| Textauszug |
########################################

Die wichtigste Voraussetzung für den Erfolg der Amblyopiebehandlung ist das sorgsame Einhalten der vom Augenarzt in jedem einzelnen Fall für das schielende und das nicht-schielende Auge exakt ermittelten Behandlungs- bzw. Trainingsphasen.
Führen bei älteren Vorschulkindern und bei jüngeren Schulkindern mit Amblyopie Brille, Okklusion und Augentropfen bzw. -salbe nicht zu einer Besserung der Sehschärfe, kann bisweilen eine vom Augenarzt verordnete Schulungsbehandlung weiterhelfen. Die Amblyopievorsorge und -behandlung muß meist über Jahre bis ins Wachstumsalter hinein zusätzlich zur Brille und auch nach erfolgreicher Operation fortgesetzt werden. Bei Schulkindern kann meist der Verschluß eines Brillenglases das Hautpflaster ersetzen.

########################################

| Arbeitsauftrag 1 |
Schreiben Sie aus dem Text zur Amblyopiebehandlung den Abschnitt von „Die wichtigste Voraussetzung“ bis „das Hautpflaster ersetzen.“ wortgetreu ab.
| Arbeitsauftrag 2 |
Stimmen die folgenden Aussagen mit dem Text zur Amblyopiebehandlung überein? Antworten Sie jeweils mit Ja oder Nein und zitieren Sie die entscheidenden Worte aus dem Text: (a) Bei Schulkindern kann meist der Verschluss eines Brillenglases das Hautpflaster ersetzen. (b) Nach einer erfolgreichen Operation ist die Amblyopiebehandlung beendet. (c) Die Behandlungsphasen ermittelt der Augenarzt für jeden einzelnen Fall.

| Quellenangaben |

########################################

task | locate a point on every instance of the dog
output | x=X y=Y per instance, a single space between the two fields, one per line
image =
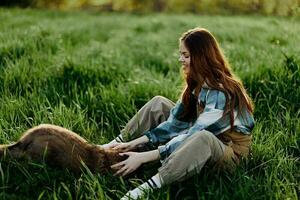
x=62 y=148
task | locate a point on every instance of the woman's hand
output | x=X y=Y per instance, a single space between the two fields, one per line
x=123 y=147
x=129 y=165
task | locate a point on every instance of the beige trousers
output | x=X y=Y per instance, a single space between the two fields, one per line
x=197 y=150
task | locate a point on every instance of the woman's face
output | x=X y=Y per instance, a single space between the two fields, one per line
x=184 y=58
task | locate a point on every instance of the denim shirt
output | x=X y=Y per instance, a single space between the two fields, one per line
x=171 y=133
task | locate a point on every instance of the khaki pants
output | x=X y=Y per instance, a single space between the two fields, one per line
x=197 y=150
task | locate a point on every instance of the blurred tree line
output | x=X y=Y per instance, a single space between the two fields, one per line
x=268 y=7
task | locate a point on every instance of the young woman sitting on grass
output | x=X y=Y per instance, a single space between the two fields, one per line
x=210 y=125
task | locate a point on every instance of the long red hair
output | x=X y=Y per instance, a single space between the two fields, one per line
x=209 y=65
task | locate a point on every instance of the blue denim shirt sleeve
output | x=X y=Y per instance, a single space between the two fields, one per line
x=213 y=111
x=168 y=129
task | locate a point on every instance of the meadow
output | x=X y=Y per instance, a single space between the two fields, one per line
x=90 y=72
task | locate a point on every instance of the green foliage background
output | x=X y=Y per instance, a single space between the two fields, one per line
x=91 y=72
x=265 y=7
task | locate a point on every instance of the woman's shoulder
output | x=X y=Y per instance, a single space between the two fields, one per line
x=213 y=97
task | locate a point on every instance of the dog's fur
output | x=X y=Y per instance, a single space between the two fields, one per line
x=61 y=147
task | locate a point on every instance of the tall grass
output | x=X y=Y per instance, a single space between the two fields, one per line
x=91 y=72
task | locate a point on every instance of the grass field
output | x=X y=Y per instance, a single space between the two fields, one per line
x=91 y=72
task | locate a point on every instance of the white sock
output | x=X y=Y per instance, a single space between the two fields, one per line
x=151 y=184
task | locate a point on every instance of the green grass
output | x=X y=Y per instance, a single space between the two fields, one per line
x=91 y=72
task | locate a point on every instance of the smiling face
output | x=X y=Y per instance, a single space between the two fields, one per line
x=184 y=58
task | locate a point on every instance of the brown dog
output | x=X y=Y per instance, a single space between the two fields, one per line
x=61 y=147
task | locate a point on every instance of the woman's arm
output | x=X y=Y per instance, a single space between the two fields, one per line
x=134 y=160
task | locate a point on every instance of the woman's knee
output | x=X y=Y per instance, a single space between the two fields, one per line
x=204 y=136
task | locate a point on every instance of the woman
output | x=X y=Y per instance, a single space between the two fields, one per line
x=210 y=124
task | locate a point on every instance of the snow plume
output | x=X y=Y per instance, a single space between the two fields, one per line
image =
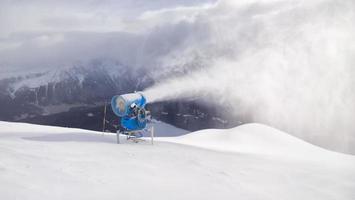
x=289 y=64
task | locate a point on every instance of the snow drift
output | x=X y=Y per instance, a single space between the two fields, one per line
x=257 y=162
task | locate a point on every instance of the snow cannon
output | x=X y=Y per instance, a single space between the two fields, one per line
x=130 y=108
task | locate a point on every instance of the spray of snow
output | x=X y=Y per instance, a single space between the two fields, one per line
x=284 y=63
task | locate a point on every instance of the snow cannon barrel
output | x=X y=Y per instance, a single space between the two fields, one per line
x=121 y=103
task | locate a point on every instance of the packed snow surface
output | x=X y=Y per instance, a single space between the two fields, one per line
x=251 y=161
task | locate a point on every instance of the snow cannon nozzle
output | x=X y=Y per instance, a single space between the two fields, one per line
x=122 y=104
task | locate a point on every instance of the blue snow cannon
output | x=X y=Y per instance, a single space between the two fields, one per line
x=131 y=109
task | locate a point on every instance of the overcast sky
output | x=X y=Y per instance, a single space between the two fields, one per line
x=42 y=34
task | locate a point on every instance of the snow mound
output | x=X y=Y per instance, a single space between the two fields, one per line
x=254 y=138
x=252 y=161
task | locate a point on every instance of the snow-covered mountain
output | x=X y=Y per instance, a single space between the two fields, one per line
x=89 y=84
x=251 y=161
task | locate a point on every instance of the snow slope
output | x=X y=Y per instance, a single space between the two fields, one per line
x=252 y=161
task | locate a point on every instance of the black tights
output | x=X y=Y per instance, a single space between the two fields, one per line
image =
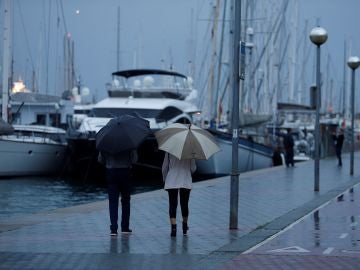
x=184 y=201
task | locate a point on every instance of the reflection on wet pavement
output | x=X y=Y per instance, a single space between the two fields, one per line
x=330 y=230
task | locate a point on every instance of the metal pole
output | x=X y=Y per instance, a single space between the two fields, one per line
x=234 y=185
x=352 y=121
x=317 y=123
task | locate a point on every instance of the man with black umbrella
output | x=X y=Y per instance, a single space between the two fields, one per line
x=117 y=142
x=119 y=182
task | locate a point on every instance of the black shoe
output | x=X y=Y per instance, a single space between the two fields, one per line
x=173 y=230
x=126 y=231
x=185 y=228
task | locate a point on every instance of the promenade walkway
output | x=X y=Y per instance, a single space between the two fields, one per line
x=269 y=201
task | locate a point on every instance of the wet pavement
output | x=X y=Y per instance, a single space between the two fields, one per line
x=276 y=203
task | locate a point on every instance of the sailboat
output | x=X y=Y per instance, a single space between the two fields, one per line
x=252 y=153
x=26 y=149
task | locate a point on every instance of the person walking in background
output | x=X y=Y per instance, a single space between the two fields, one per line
x=276 y=157
x=338 y=142
x=177 y=176
x=289 y=148
x=118 y=182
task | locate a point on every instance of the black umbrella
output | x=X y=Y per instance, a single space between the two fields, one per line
x=122 y=133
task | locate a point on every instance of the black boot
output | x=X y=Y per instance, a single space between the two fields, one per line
x=173 y=230
x=185 y=228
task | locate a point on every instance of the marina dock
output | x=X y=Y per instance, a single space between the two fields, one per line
x=273 y=203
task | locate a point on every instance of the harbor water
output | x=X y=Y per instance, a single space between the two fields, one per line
x=28 y=195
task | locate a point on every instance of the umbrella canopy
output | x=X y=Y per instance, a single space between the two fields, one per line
x=187 y=141
x=122 y=133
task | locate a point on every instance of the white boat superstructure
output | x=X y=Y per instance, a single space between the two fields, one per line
x=32 y=150
x=160 y=96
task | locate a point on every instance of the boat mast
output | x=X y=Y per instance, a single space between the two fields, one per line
x=118 y=40
x=6 y=58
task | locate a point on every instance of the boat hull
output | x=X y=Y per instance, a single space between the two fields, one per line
x=20 y=158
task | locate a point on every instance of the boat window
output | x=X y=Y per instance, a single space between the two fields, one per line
x=168 y=113
x=113 y=112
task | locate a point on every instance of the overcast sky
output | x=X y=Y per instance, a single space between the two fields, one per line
x=150 y=30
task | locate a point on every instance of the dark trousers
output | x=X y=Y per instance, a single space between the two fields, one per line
x=184 y=201
x=338 y=154
x=289 y=157
x=119 y=182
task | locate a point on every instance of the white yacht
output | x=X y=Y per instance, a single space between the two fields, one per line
x=32 y=150
x=160 y=96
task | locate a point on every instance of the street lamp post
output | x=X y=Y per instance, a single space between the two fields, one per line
x=318 y=36
x=353 y=63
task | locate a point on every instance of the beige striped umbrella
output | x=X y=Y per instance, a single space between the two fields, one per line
x=187 y=141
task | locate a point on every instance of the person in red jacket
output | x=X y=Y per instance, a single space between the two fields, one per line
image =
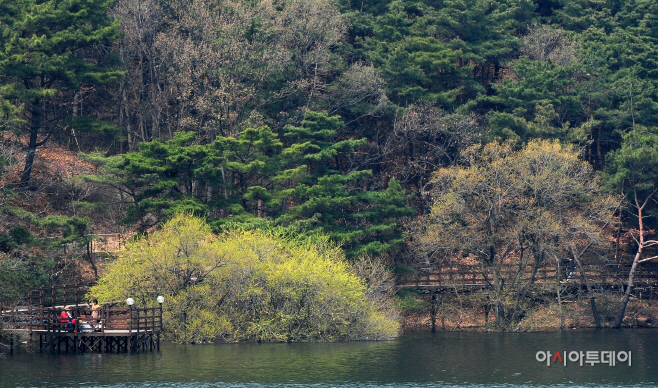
x=65 y=317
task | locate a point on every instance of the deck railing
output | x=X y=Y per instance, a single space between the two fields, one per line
x=134 y=320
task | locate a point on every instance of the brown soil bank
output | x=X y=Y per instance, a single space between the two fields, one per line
x=464 y=314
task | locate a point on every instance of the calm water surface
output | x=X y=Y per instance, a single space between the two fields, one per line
x=414 y=360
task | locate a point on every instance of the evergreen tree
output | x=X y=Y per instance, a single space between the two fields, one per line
x=44 y=49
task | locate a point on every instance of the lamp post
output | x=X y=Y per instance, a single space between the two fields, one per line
x=160 y=300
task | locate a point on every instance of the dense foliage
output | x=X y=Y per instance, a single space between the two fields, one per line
x=245 y=286
x=307 y=116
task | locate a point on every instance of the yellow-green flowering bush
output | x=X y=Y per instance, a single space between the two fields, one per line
x=246 y=285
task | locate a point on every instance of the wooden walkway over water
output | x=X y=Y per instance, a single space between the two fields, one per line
x=119 y=329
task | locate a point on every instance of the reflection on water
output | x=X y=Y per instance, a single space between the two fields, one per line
x=414 y=360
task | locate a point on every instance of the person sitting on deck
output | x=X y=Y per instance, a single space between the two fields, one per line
x=65 y=317
x=95 y=310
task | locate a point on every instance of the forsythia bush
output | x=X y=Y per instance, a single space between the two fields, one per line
x=248 y=286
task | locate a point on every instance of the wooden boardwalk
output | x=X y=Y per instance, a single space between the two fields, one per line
x=119 y=329
x=462 y=277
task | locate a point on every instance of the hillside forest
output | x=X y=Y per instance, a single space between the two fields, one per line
x=405 y=133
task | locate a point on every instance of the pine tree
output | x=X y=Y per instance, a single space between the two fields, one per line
x=43 y=50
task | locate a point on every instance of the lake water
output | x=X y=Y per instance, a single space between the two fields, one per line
x=414 y=360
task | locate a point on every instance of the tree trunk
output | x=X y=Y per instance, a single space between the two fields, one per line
x=595 y=311
x=629 y=287
x=35 y=125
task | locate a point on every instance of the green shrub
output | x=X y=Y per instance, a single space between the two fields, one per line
x=246 y=285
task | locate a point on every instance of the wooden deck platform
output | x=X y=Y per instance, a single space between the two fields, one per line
x=119 y=329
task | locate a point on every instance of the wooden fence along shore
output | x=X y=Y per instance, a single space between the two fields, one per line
x=119 y=329
x=473 y=276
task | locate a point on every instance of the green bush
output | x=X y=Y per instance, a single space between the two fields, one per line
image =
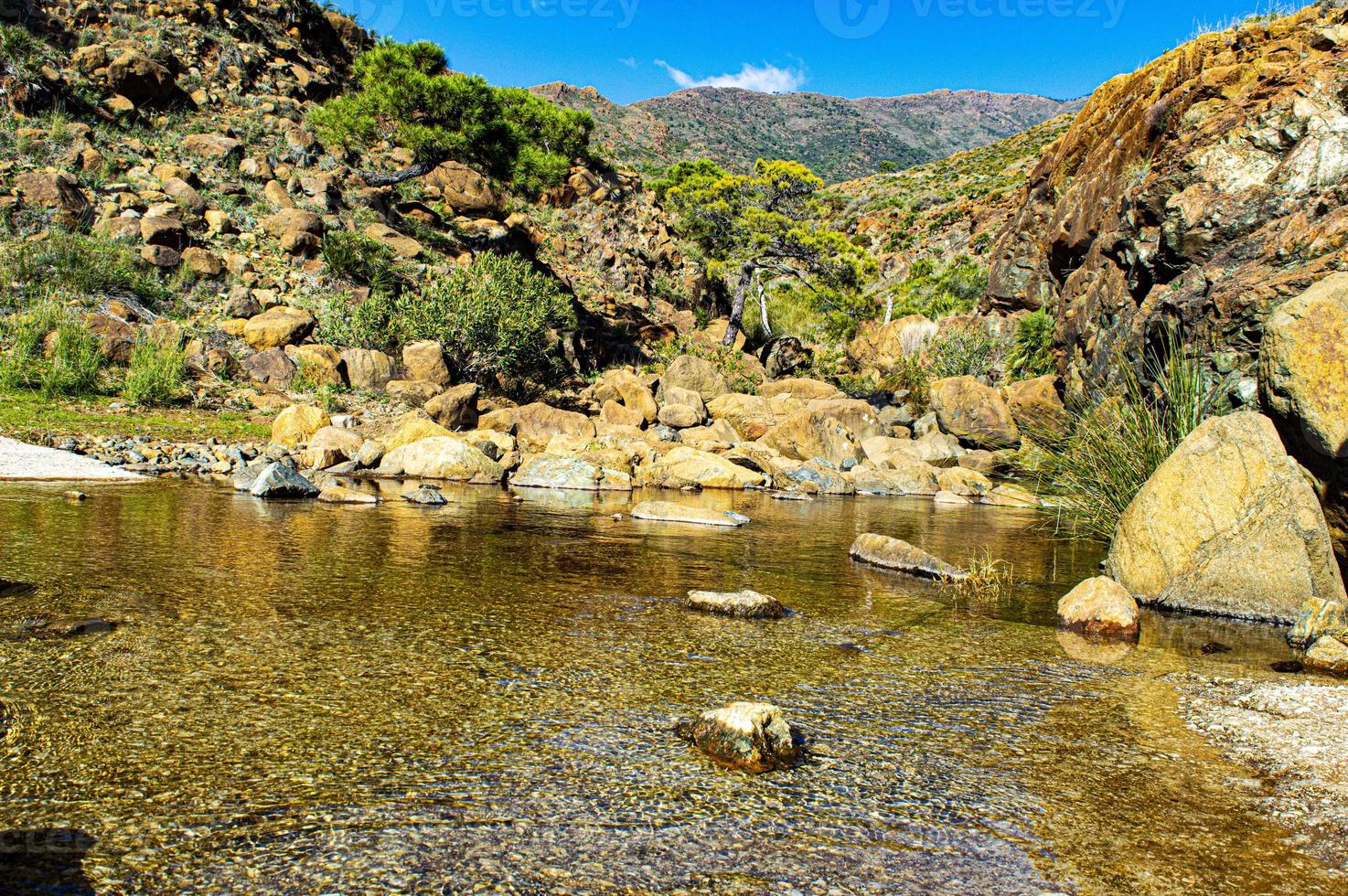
x=358 y=259
x=1032 y=347
x=22 y=59
x=155 y=375
x=940 y=292
x=497 y=320
x=407 y=94
x=369 y=324
x=966 y=350
x=81 y=266
x=48 y=349
x=1111 y=449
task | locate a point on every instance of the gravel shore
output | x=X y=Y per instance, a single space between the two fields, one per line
x=1297 y=734
x=22 y=461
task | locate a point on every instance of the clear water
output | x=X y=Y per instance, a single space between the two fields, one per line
x=312 y=699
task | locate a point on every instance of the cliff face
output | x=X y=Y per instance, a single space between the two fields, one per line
x=1203 y=190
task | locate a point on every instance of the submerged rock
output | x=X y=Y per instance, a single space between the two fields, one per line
x=571 y=474
x=901 y=557
x=1319 y=619
x=341 y=495
x=1328 y=655
x=278 y=481
x=670 y=512
x=753 y=737
x=1100 y=608
x=736 y=603
x=426 y=496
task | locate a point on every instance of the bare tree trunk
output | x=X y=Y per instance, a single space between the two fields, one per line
x=767 y=327
x=733 y=329
x=415 y=170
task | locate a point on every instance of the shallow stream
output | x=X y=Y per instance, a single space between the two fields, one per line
x=317 y=699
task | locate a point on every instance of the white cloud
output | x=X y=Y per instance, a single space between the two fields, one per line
x=765 y=79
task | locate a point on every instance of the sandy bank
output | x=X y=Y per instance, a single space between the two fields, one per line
x=22 y=461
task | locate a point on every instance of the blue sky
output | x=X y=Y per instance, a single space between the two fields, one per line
x=637 y=48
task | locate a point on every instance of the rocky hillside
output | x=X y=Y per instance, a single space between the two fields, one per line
x=1204 y=194
x=179 y=155
x=1204 y=189
x=836 y=138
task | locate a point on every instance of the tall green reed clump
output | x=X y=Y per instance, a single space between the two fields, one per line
x=46 y=347
x=1111 y=450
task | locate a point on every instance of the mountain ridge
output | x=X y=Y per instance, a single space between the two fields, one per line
x=838 y=138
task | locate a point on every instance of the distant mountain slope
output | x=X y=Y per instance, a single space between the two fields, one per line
x=840 y=139
x=943 y=209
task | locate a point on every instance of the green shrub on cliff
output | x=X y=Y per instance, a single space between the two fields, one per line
x=936 y=292
x=497 y=320
x=81 y=267
x=1032 y=347
x=407 y=94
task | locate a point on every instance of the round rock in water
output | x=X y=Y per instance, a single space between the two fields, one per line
x=753 y=737
x=278 y=481
x=736 y=603
x=1100 y=608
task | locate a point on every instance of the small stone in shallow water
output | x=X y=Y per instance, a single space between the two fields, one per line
x=753 y=737
x=73 y=627
x=16 y=589
x=278 y=481
x=426 y=496
x=901 y=557
x=1328 y=655
x=1100 y=608
x=671 y=512
x=341 y=495
x=736 y=603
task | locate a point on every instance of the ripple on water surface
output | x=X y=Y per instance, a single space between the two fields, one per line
x=320 y=699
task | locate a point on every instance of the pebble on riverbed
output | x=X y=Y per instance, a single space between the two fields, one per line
x=736 y=603
x=751 y=737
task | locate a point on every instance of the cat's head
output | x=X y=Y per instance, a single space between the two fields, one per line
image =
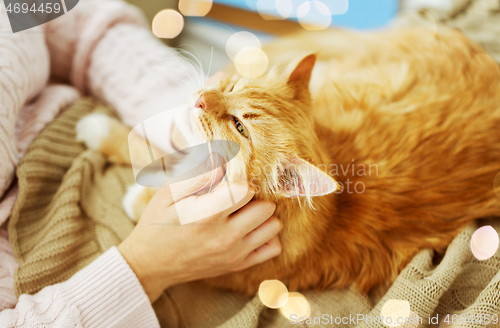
x=270 y=118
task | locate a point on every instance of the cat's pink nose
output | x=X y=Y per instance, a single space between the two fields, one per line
x=201 y=103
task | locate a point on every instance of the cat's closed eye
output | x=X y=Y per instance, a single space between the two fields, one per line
x=240 y=127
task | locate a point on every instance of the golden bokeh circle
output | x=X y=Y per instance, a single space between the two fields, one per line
x=167 y=24
x=195 y=7
x=484 y=243
x=273 y=293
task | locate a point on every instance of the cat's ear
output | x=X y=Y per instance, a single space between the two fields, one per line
x=300 y=178
x=301 y=75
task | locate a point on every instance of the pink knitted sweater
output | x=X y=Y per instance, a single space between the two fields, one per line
x=102 y=48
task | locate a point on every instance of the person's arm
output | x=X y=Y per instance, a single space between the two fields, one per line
x=106 y=293
x=107 y=50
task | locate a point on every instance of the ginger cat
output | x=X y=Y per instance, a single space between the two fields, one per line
x=407 y=122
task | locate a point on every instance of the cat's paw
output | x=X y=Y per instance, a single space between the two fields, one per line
x=130 y=200
x=92 y=129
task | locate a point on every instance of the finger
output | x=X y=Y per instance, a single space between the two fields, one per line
x=215 y=206
x=212 y=174
x=252 y=215
x=265 y=232
x=265 y=252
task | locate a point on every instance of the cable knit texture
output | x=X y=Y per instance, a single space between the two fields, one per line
x=77 y=49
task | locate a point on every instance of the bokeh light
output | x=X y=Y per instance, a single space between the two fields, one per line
x=412 y=321
x=314 y=15
x=395 y=309
x=284 y=8
x=484 y=243
x=337 y=7
x=251 y=62
x=273 y=293
x=240 y=40
x=195 y=7
x=297 y=304
x=167 y=24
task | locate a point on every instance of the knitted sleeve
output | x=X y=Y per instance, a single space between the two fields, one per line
x=106 y=293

########################################

| Ihre Antwort 1 |
Die wichtigste Voraussetzung für den Erfolg der Amblyopiebehandlung ist das sorgsame Einhalten der vom Augenarzt in jedem einzelnen Fall für das schielende und das nicht-schielende Auge exakt ermittelten Behandlungs- bzw. Trainingsphasen.
Führen bei älteren Vorschulkindern und bei jüngeren Schulkindern mit Amblyopie Brille, Okklusion und Augentropfen bzw. -salbe nicht zu einer Besserung der Sehschärfe, kann bisweilen eine vom Augenarzt verordnete Schulungsbehandlung weiterhelfen. Die Amblyopievorsorge und -behandlung muß meist über Jahre bis ins Wachstumsalter hinein zusätzlich zur Brille und auch nach erfolgreicher Operation fortgesetzt werden. Bei Schulkindern kann meist der Verschluß eines Brillenglases das Hautpflaster ersetzen.

| Ihre Antwort 2 |
(a) Ja: „Bei Schulkindern kann meist der Verschluß eines Brillenglases das Hautpflaster ersetzen.“
(b) Nein: „auch nach erfolgreicher Operation fortgesetzt werden“
(c) Ja: „vom Augenarzt in jedem einzelnen Fall für das schielende und das nicht-schielende Auge exakt ermittelten Behandlungs- bzw. Trainingsphasen“